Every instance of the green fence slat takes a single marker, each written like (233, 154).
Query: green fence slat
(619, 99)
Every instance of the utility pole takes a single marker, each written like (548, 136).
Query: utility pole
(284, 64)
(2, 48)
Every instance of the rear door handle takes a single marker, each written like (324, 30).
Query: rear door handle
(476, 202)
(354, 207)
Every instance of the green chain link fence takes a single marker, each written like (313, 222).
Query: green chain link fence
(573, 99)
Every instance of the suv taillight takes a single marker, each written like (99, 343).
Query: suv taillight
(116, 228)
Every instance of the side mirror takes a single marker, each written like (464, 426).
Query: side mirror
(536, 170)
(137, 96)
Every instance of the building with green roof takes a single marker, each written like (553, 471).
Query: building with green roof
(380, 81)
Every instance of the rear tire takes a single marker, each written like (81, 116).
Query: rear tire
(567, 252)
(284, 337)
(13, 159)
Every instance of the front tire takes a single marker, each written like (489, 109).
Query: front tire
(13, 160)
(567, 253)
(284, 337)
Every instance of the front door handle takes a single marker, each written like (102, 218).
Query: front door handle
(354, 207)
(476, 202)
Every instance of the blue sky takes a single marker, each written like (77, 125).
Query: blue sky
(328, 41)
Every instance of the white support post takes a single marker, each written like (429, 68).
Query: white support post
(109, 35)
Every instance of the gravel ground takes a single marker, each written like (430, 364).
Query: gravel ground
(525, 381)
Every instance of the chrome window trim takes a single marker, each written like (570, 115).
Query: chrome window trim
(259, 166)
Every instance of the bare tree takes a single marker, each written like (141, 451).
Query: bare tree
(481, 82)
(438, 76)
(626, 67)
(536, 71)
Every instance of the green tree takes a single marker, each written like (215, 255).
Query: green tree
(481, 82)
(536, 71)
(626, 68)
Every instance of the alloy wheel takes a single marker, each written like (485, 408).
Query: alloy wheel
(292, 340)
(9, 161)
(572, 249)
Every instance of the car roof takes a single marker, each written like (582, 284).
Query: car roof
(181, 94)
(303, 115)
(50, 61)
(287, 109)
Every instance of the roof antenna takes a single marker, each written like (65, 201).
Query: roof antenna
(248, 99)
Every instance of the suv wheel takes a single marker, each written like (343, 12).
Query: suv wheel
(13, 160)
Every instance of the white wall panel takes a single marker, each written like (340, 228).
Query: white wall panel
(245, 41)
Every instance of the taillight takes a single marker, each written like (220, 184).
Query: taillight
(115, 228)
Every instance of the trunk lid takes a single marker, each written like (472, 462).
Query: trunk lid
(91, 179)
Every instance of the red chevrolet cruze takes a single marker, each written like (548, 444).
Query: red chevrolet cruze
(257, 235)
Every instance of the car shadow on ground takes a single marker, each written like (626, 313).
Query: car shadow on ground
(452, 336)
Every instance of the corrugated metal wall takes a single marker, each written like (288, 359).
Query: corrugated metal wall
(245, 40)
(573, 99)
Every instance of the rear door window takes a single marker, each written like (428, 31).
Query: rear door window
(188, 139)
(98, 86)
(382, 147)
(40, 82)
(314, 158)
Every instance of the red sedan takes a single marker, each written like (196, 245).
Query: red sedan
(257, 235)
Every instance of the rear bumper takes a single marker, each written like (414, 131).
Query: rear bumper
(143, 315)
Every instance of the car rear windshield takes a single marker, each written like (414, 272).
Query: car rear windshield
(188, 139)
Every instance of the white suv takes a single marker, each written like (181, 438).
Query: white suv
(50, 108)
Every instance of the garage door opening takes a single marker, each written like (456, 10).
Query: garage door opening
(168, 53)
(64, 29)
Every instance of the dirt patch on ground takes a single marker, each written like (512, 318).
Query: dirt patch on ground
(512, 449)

◆ Assigned task
The answer should be the full set of records, reproduced exactly.

◆ Exercise output
Every instance of the green fence slat takes a single marker, each written like (233, 154).
Query: green fence slat
(619, 99)
Every instance of the utility pole takes a single marker, each written like (548, 136).
Query: utility pole
(284, 64)
(2, 48)
Every instance of the rear door handle takes a single marker, each written like (324, 30).
Query: rear door handle
(476, 202)
(354, 207)
Every instance of the green chain link fence takes a single marker, each written like (313, 222).
Query: green chain link fence
(573, 99)
Every instance of the suv taillight takes a single marker, each written like (99, 343).
Query: suv taillight
(116, 228)
Every instance of the side mirror takes a single marker, each written like (464, 426).
Query: side mirror
(536, 170)
(137, 96)
Every instance of the building with green roof takes a single marker, each written like (553, 471).
Query: building with green roof
(380, 81)
Every instance of the rear tire takes a single marker, each written like (81, 116).
Query: rear tire
(567, 252)
(284, 337)
(13, 159)
Every instance of the front tire takes a single marker, each written like (489, 109).
Query: front tire
(13, 160)
(567, 253)
(284, 337)
Every instance of the front door handle takes a single marker, each written like (102, 218).
Query: front door handle
(354, 207)
(476, 202)
Every instance of the blue sky takes a single marker, each written like (77, 125).
Query: blue sky
(328, 41)
Every instance of the white support post takes a single marker, each written like (429, 68).
Query: white support post
(109, 35)
Every instance of the gravel ground takes a single marker, each written like (430, 364).
Query: gravel ground
(525, 381)
Every instance of the chrome window trim takes a single marker, each written like (570, 115).
Query: chrome window trim
(259, 166)
Every instance of the bare tree takes a single marker, each written like (141, 451).
Query: bare tree
(481, 82)
(438, 76)
(626, 67)
(536, 71)
Every instance of the green tree takes a single marker, each written like (215, 255).
Query: green tree
(481, 82)
(536, 71)
(626, 68)
Every instance of the alloy wheel takes a single marker, each written like (485, 408).
Query: alloy wheel
(292, 340)
(9, 161)
(572, 249)
Every instance of the car roof takes a single marker, each written like (582, 284).
Query: car roof
(181, 94)
(303, 115)
(50, 61)
(287, 109)
Every instance of the roof antenna takes a single marker, each written like (65, 201).
Query: roof antenna
(248, 99)
Every instance of the suv wheel takes a single marker, each written like (343, 12).
Query: suv wheel
(13, 160)
Every instance of the white wall panel takes a single marker, each written like (340, 228).
Query: white wall panel
(245, 41)
Every instance of the taillight takes a single marker, each written like (220, 184).
Query: taillight
(115, 228)
Every instance of the trunk lid takes a single marker, each written like (472, 462).
Query: trunk lid
(91, 179)
Every instance of the red chevrolet cruze takes a single marker, each written like (548, 444).
Query: red chevrolet cruze
(257, 235)
Every instance of the car shadow on ground takes a single marker, each written like (626, 313).
Query: car shadow on ground
(452, 336)
Every instance of the corrugated metal wall takes a single marker, each written like (288, 359).
Query: corrugated metal wall
(245, 40)
(573, 99)
Every instance of the rear door window takes a single marker, each written like (428, 31).
Query: rear door window
(188, 139)
(98, 86)
(382, 147)
(40, 82)
(314, 158)
Every instance of the red sedan takes a single marker, each written like (196, 245).
Query: red sedan
(257, 235)
Every instance of the rear bumper takes a single marker, each written like (414, 131).
Query: rear bumper
(143, 315)
Every instance of the car rear windshield takes a single marker, each written like (414, 272).
Query: car rear windshield
(188, 139)
Every instance of the white suv takes a single marker, each written like (181, 438).
Query: white suv
(50, 108)
Every instance of the garage door opening takes a single marker, each written like (456, 10).
Query: garage door opening
(168, 53)
(64, 29)
Every instance of the dirt patch on ground takes a single marker, each written like (512, 318).
Query: dirt patch on ground
(512, 449)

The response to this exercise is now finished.